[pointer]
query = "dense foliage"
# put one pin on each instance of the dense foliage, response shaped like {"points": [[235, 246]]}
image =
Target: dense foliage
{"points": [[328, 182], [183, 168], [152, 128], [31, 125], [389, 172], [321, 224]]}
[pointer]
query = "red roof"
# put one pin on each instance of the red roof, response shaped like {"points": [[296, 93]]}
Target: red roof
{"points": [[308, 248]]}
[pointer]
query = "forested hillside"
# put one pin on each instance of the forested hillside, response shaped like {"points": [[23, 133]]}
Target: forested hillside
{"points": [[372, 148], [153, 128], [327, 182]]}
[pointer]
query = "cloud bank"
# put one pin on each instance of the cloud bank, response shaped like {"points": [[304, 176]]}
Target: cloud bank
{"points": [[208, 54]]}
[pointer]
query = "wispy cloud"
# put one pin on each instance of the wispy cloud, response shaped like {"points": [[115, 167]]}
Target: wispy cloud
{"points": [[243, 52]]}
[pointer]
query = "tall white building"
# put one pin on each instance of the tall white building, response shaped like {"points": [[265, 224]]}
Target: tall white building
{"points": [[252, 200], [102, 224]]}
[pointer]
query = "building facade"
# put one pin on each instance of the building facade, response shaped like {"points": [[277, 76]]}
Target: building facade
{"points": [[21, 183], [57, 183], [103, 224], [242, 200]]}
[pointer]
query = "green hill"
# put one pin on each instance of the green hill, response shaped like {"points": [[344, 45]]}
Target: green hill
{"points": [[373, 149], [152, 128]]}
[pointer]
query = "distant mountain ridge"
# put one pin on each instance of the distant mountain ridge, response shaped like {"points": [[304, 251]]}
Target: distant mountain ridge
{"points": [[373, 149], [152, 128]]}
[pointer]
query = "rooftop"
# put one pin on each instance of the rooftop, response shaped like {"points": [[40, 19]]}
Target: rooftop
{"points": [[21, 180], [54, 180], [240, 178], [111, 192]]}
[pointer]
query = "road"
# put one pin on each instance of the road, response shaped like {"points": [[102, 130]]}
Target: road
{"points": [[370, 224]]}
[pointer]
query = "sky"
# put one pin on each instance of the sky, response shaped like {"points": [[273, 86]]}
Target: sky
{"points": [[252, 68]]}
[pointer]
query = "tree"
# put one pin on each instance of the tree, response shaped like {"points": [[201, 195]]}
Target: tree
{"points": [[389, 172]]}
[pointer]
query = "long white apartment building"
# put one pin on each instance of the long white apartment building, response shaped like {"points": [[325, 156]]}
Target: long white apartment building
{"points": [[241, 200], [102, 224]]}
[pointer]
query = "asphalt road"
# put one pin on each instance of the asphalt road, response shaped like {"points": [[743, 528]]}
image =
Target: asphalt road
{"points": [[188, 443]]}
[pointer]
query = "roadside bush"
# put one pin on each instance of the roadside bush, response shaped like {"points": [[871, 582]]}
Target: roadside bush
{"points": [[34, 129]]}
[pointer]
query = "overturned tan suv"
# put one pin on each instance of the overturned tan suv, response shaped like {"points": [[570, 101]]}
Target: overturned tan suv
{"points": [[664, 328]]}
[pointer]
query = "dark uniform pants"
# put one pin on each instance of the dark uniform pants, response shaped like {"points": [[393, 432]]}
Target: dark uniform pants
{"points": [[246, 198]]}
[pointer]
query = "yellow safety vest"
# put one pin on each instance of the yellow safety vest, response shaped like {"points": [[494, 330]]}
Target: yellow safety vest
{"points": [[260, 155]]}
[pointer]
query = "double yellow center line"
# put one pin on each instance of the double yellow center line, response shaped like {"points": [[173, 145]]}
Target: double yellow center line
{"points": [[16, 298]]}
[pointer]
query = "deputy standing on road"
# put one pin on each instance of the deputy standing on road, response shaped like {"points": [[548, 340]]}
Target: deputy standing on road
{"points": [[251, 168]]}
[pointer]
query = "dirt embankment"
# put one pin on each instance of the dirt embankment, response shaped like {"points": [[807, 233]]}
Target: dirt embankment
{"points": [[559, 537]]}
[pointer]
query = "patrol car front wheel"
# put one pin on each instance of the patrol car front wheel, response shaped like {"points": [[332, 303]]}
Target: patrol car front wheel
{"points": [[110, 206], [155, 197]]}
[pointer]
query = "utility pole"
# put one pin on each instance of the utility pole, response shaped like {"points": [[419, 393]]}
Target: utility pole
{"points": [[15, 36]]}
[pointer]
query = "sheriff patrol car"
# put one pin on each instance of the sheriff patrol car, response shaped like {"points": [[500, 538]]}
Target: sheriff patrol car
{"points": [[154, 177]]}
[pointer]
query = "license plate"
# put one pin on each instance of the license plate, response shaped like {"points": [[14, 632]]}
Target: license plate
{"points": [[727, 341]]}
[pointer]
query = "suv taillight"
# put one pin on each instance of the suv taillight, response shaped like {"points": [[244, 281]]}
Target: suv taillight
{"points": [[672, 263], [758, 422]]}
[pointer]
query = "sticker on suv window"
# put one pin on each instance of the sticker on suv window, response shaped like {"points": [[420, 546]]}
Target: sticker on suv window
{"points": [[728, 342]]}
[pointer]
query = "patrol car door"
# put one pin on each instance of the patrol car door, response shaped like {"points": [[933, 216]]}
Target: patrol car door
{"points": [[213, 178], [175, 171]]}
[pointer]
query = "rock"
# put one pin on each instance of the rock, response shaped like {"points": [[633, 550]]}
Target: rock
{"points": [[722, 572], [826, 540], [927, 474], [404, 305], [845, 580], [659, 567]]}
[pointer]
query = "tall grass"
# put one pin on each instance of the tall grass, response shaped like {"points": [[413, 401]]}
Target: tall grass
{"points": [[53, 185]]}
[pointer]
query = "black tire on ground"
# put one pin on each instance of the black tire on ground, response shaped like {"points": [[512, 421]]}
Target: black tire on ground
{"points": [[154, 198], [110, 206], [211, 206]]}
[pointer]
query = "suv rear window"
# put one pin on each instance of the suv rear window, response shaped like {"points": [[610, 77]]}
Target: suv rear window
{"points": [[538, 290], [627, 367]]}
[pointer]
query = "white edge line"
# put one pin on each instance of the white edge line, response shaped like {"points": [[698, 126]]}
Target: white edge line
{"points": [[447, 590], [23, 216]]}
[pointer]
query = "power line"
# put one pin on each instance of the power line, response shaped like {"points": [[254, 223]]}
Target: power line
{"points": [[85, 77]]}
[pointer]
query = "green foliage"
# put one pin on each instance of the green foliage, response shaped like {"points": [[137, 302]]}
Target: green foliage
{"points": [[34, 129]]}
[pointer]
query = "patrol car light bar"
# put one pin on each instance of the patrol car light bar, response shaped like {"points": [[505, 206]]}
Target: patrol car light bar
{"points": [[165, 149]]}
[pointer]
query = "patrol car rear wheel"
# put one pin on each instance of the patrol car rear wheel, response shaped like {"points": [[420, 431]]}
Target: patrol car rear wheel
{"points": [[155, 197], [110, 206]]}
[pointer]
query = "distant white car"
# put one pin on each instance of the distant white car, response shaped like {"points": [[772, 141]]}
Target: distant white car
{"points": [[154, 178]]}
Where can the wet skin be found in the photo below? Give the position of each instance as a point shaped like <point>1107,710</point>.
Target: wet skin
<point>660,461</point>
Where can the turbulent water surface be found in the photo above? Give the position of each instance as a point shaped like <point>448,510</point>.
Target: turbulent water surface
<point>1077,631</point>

------------------------------------------------------------------------

Set every record down again exactly as written.

» RESULT OF THE TASK:
[pointer]
query = "dense foliage"
# put one pin on each instance of the dense foliage, response shaped like {"points": [[235, 246]]}
image =
Target: dense foliage
{"points": [[328, 182], [183, 168], [152, 128], [31, 125], [389, 172], [321, 224]]}
[pointer]
query = "red roof"
# put one pin on each instance of the red roof, response shaped like {"points": [[296, 93]]}
Target: red roof
{"points": [[308, 248]]}
[pointer]
query = "forested hillside"
# put one pin on each instance of the forested hillside, response shaped like {"points": [[23, 133]]}
Target: forested hillside
{"points": [[372, 148], [153, 128], [327, 182]]}
[pointer]
query = "cloud bank"
# put one pin on each instance of the cloud bank, response shaped like {"points": [[304, 176]]}
Target: cloud bank
{"points": [[208, 54]]}
[pointer]
query = "wispy cloud"
# put one pin on each instance of the wispy cloud, response shaped like {"points": [[115, 167]]}
Target: wispy cloud
{"points": [[243, 52]]}
[pointer]
query = "tall white building"
# put one pin on each instance of the tall white building, response shaped like {"points": [[265, 224]]}
Target: tall white building
{"points": [[252, 200], [102, 224]]}
[pointer]
query = "building facade"
# put one pin on each instance of the building facade, response shaped like {"points": [[277, 76]]}
Target: building facade
{"points": [[21, 183], [57, 183], [103, 224], [242, 200]]}
[pointer]
query = "green hill"
# put one pin on each instance of the green hill, response shaped like {"points": [[344, 45]]}
Target: green hill
{"points": [[373, 149], [152, 128]]}
[pointer]
query = "distant mountain ridge"
# put one pin on each instance of the distant mountain ridge, response shaped like {"points": [[304, 251]]}
Target: distant mountain ridge
{"points": [[373, 149], [152, 128]]}
[pointer]
query = "rooftop"
# put one pin on each instance of the rooftop, response shaped like {"points": [[40, 19]]}
Target: rooftop
{"points": [[21, 180], [54, 180], [240, 178], [111, 192]]}
[pointer]
query = "road"
# put one pin on each instance of the road, response shaped like {"points": [[102, 130]]}
Target: road
{"points": [[370, 224]]}
[pointer]
query = "sky"
# put one pin on each instance of the sky, response shaped like {"points": [[273, 86]]}
Target: sky
{"points": [[252, 68]]}
[pointer]
query = "tree"
# put one pin on each instance of the tree, response shaped like {"points": [[201, 195]]}
Target: tree
{"points": [[389, 172]]}
[pointer]
query = "long white apartment building"
# put one pin on each instance of the long white apartment building, response shaped like {"points": [[325, 156]]}
Target: long white apartment building
{"points": [[241, 200], [102, 224]]}
[pointer]
query = "asphalt road"
# put one pin on each instance of the asphalt road, response shaped like {"points": [[743, 528]]}
image =
Target: asphalt road
{"points": [[188, 443]]}
[pointer]
query = "roadside bush"
# put one pin on each instance of the roadside bush, response shaped like {"points": [[871, 582]]}
Target: roadside bush
{"points": [[34, 129]]}
[pointer]
query = "overturned tan suv"
# put one pin on each instance of the overturned tan suv, response shaped like {"points": [[570, 101]]}
Target: overturned tan suv
{"points": [[664, 328]]}
[pointer]
query = "dark uniform pants"
# put one pin on each instance of the dark uniform pants, response shaped like {"points": [[393, 432]]}
Target: dark uniform pants
{"points": [[246, 198]]}
[pointer]
query = "yellow safety vest"
# put one pin on each instance of the yellow safety vest, response shaped like {"points": [[494, 330]]}
Target: yellow safety vest
{"points": [[260, 155]]}
[pointer]
query = "double yellow center line"
# put one pin on each instance of the double yellow center line, response shaped like {"points": [[173, 145]]}
Target: double yellow center line
{"points": [[16, 298]]}
[pointer]
query = "deputy standing on road"
# put one pin on each instance of the deputy standing on road, response shaped like {"points": [[548, 340]]}
Target: deputy standing on road
{"points": [[251, 168]]}
[pointer]
query = "dirt embankment"
# put one pin on each instance of the dirt embankment, response shaped like {"points": [[807, 233]]}
Target: dirt embankment
{"points": [[559, 537]]}
[pointer]
query = "patrol car front wheel"
# put one pin on each instance of the patrol car front wheel, response shaped like {"points": [[332, 303]]}
Target: patrol car front wheel
{"points": [[110, 206], [155, 197]]}
[pointer]
query = "utility pole"
# put one pin on each instance of the utility pole, response shaped like {"points": [[419, 393]]}
Target: utility pole
{"points": [[15, 36]]}
[pointer]
query = "sheriff patrol car"
# put one pin on each instance of the sheriff patrol car, response shaped like {"points": [[500, 538]]}
Target: sheriff patrol car
{"points": [[154, 177]]}
[pointer]
query = "license plate"
# put one pin on each instance of the license plate, response shaped like {"points": [[14, 632]]}
Target: license plate
{"points": [[727, 341]]}
[pointer]
query = "suv taillight"
# put one pin on each instance of the suv taillight, response shaped like {"points": [[244, 281]]}
Target: suv taillight
{"points": [[672, 263], [758, 422]]}
[pointer]
query = "sticker on suv window"
# put one pin on each instance of the sticker on suv window, response shaped like {"points": [[420, 546]]}
Target: sticker on suv window
{"points": [[728, 342]]}
[pointer]
query = "patrol car door"
# put one pin on each instance of the patrol car door, response shaped like {"points": [[933, 216]]}
Target: patrol car door
{"points": [[213, 178], [175, 171]]}
[pointer]
query = "rock"
# put one pin on each instance of the rock, response shaped like {"points": [[633, 550]]}
Target: rock
{"points": [[722, 572], [826, 540], [927, 474], [404, 305], [845, 580], [659, 567]]}
[pointer]
query = "tall grass"
# put one pin on each instance of the tall grass, response shaped like {"points": [[413, 401]]}
Target: tall grass
{"points": [[53, 185]]}
[pointer]
query = "black tire on ground"
# put one pin on each instance of the black tire on ground, response shaped like {"points": [[512, 421]]}
Target: black tire on ground
{"points": [[154, 198], [110, 206], [211, 206]]}
[pointer]
query = "suv rear window"
# put one pin on each instance of the suv rear window, response shaped like {"points": [[610, 77]]}
Target: suv rear window
{"points": [[538, 290], [627, 367]]}
[pointer]
query = "white edge line"
# put one pin on each instance of the white edge line, response shaped like {"points": [[698, 126]]}
Target: white edge line
{"points": [[447, 590], [23, 216]]}
[pointer]
query = "power line"
# put one pin on each instance of the power line, response shaped like {"points": [[254, 223]]}
Target: power line
{"points": [[85, 77]]}
[pointer]
query = "green foliage"
# put one pin on each instance of the green foliage, response shaped like {"points": [[137, 302]]}
Target: green foliage
{"points": [[34, 129]]}
[pointer]
query = "patrol car light bar"
# put one pin on each instance of the patrol car light bar, response shaped like {"points": [[505, 206]]}
Target: patrol car light bar
{"points": [[165, 149]]}
[pointer]
query = "patrol car rear wheel"
# put one pin on each instance of the patrol car rear wheel, response shaped like {"points": [[420, 431]]}
Target: patrol car rear wheel
{"points": [[155, 197], [110, 206]]}
[pointer]
query = "distant white car"
# put one pin on each instance of the distant white car, response shaped like {"points": [[772, 141]]}
Target: distant white car
{"points": [[154, 178]]}
Where can the wet skin be found in the photo below? Give the position of each instance as a point shaped like <point>1107,710</point>.
Target: wet skin
<point>660,461</point>
Where can the turbulent water surface be found in the photo above? Give the position of each instance as a point shaped like <point>448,510</point>.
Target: turbulent water surface
<point>1077,631</point>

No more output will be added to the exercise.